Text passage Start Marker

DCCC has an open admissions policy and accepts life experience as credits. In addition to its associate and certificate degree programs, DCCC offers non-credit enrichment, job training and certification courses through its Continuing Education program.

DCCC has dual admissions agreements with several four-year universities in the Philadelphia area that allow students to automatically transfer after completing an associate degree. Villanova University offers a Guaranteed Admissions program and West Chester University and Temple University each offer a Letter of Intent Program.

DCCC has one of the largest KEYS (Keystone Education Yields Success) programs in the state of Pennsylvania. The government-funded program helps students who are Temporary Assistance for Needy Families (TANF) and/or Supplemental Nutrition Assistance Program (SNAP) recipients achieve their career and economic goals.

==Student Life==
===Student body===
As of fall 2019, DCCC's student body consists of 10,073 students. There are 27 percent full time and 73 percent part-time students.

Demographics of student body in fall 2019
|  | Full and Part Time Students | U.S. Census |
|---|---|---|
| International | 1% | N/A |
| Multiracial American | 5% | 2.8% |
| Black/African American | 28% | 13.4% |
| American Indian and Alaska Native | 0% | 1.3% |
| Asian | 5% | 5.9% |
| Non-Hispanic White American | 52% | 60.1% |
| Hispanic/Latino American | 2% | 18.5% |
| Native Hawaiian and Other Pacific Islander | 0% | 0.2% |
| Other/Unknown | 6% | N/A |

===Organizations===
More than 30 student clubs and organizations operate at DCCC, including student government, special interest and service organizations.

Cultural groups on campus include: American Sign Language Club, Black Student Union, Campus Bible Fellowship, LatinX Student Association, LGBTQ+ Club, Multicultural Club and Mutual Africa. The Sexuality and Gender Awareness (SAGA) Club is headquartered at the Pennocks Bridge campus.

====Publications====
The Communitarian, DCCC's independent student-alumni newspaper, originally began as a mimeographed sheet in 1967. It is published four times each semester and features work by current and former students of the Fundamentals of Journalism courses offered at DCCC.

Pegasus, a student-run literary magazine published each spring, features literary works by DCCC students.

The Student Writing Journal, a peer-reviewed online journal, features superior academic works by DCCC students.

Text passage End Marker
Records provided Start Marker

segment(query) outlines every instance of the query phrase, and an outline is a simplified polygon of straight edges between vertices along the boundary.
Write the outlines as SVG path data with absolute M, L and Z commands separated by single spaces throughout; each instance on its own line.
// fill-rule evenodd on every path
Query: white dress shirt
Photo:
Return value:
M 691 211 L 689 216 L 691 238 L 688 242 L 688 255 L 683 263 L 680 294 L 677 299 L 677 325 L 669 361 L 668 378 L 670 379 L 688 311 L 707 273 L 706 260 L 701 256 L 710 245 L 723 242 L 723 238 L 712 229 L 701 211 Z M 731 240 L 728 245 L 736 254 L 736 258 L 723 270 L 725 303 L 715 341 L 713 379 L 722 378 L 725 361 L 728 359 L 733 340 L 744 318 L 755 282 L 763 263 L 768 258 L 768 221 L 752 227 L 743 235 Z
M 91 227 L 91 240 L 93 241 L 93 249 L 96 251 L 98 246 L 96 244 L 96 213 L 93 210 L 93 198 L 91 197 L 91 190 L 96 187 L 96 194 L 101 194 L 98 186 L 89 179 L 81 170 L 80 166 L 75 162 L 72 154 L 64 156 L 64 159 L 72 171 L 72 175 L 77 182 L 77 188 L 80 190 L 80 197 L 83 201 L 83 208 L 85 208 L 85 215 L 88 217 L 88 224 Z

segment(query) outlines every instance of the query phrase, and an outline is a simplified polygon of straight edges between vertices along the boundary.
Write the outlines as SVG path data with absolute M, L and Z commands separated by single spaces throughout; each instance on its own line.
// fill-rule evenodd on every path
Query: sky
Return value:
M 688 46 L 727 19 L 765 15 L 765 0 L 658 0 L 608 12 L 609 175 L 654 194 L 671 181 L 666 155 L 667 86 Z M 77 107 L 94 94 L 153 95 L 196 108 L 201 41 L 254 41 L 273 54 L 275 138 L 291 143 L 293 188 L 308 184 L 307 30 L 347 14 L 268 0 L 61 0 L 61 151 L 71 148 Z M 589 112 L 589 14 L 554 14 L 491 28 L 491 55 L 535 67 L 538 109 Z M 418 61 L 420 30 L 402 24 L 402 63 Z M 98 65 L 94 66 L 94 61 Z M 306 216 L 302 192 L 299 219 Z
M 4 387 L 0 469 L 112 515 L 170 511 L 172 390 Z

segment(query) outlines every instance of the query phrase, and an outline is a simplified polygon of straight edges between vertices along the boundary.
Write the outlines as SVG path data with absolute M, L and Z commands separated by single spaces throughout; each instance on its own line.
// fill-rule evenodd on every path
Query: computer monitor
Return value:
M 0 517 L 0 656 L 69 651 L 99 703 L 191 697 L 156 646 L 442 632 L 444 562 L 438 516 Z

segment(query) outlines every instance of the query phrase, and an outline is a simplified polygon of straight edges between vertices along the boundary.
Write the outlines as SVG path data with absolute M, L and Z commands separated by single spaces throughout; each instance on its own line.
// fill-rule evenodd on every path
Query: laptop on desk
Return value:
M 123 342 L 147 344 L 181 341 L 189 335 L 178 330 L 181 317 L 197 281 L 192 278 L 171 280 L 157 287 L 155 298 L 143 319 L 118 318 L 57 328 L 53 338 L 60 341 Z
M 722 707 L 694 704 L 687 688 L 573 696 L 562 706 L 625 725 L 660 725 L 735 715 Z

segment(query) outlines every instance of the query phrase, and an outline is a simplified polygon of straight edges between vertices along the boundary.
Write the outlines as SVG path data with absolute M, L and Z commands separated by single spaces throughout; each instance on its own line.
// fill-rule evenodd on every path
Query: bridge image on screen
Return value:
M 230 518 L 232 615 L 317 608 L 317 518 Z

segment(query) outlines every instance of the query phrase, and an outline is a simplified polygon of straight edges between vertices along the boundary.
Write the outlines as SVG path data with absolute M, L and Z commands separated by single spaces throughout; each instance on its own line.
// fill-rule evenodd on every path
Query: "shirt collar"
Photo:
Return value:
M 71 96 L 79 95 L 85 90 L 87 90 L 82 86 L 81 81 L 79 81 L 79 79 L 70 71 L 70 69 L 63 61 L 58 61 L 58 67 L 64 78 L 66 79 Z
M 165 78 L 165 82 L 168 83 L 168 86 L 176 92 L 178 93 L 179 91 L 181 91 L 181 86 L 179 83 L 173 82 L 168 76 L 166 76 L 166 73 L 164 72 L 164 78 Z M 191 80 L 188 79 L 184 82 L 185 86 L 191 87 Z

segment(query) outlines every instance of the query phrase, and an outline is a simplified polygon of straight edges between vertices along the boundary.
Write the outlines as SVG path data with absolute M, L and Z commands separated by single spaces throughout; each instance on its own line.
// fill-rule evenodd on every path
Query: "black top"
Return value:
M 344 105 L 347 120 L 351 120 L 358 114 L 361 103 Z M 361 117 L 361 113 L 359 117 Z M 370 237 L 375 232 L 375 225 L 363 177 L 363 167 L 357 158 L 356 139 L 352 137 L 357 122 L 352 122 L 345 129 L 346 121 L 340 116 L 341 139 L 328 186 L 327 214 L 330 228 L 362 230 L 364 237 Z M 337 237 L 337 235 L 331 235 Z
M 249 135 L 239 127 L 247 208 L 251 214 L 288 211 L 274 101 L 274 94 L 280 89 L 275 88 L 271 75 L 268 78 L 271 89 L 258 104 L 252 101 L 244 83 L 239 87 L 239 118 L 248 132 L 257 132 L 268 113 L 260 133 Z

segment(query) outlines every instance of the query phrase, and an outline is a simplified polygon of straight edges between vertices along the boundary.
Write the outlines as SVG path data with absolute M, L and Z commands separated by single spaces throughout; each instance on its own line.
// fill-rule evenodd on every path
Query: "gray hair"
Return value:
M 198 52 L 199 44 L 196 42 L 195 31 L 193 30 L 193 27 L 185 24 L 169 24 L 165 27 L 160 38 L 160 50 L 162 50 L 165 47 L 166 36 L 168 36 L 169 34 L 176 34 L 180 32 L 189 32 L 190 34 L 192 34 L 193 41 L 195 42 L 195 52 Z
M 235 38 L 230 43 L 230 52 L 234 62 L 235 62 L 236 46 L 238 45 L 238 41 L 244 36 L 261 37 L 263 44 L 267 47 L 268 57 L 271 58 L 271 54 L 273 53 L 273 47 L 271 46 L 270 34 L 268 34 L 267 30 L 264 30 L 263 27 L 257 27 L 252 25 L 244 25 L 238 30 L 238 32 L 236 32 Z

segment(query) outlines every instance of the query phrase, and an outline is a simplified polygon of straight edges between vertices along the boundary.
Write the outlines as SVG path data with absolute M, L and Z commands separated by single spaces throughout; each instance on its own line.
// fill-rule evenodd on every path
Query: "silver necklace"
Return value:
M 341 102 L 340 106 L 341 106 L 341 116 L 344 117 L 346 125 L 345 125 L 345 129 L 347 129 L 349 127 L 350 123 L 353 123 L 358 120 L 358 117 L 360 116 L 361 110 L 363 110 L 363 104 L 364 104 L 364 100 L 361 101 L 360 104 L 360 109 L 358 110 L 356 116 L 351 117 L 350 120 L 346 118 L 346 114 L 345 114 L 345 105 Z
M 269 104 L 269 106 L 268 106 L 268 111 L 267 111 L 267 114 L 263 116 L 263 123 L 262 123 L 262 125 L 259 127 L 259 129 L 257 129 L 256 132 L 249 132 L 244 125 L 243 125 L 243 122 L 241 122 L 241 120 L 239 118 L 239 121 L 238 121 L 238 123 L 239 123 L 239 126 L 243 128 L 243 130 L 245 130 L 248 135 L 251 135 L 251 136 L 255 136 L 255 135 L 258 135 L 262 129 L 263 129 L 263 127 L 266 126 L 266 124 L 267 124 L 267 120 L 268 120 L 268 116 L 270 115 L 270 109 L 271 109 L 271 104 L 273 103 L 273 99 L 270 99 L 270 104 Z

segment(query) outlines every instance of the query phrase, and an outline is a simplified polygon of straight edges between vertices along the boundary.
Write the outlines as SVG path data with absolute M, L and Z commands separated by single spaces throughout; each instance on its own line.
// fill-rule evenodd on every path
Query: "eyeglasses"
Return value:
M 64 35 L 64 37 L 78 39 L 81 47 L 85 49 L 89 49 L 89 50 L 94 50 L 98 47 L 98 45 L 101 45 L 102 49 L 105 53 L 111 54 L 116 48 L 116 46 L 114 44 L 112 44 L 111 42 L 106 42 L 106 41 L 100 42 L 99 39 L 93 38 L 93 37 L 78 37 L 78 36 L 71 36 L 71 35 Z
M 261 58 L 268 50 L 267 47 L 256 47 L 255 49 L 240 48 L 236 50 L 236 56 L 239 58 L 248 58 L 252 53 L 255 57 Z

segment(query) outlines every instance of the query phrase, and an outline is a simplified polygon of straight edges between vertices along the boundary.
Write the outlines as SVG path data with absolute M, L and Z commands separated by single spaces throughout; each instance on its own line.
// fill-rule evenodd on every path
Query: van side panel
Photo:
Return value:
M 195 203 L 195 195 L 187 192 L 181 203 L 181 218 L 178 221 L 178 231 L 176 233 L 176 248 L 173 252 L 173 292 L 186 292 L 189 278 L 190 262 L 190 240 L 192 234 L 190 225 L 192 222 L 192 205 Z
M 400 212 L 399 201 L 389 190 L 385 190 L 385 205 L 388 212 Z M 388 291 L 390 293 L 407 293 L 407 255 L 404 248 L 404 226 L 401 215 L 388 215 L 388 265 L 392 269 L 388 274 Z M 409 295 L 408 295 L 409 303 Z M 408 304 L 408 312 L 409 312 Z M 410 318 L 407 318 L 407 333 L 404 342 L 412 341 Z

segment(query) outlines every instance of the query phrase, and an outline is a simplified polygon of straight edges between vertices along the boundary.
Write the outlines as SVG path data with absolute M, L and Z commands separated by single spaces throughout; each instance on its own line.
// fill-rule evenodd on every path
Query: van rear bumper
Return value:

Records provided End Marker

- _Problem details_: Retype the part of the DCCC text that opens with the words containing "DCCC has an" and closes with "Continuing Education program.".

- _Solution for this exercise_:
DCCC has an open admissions policy and accepts life experience as credits. In addition to its associate and certificate degree programs, DCCC offers non-credit enrichment, job training and certification courses through its Continuing Education program.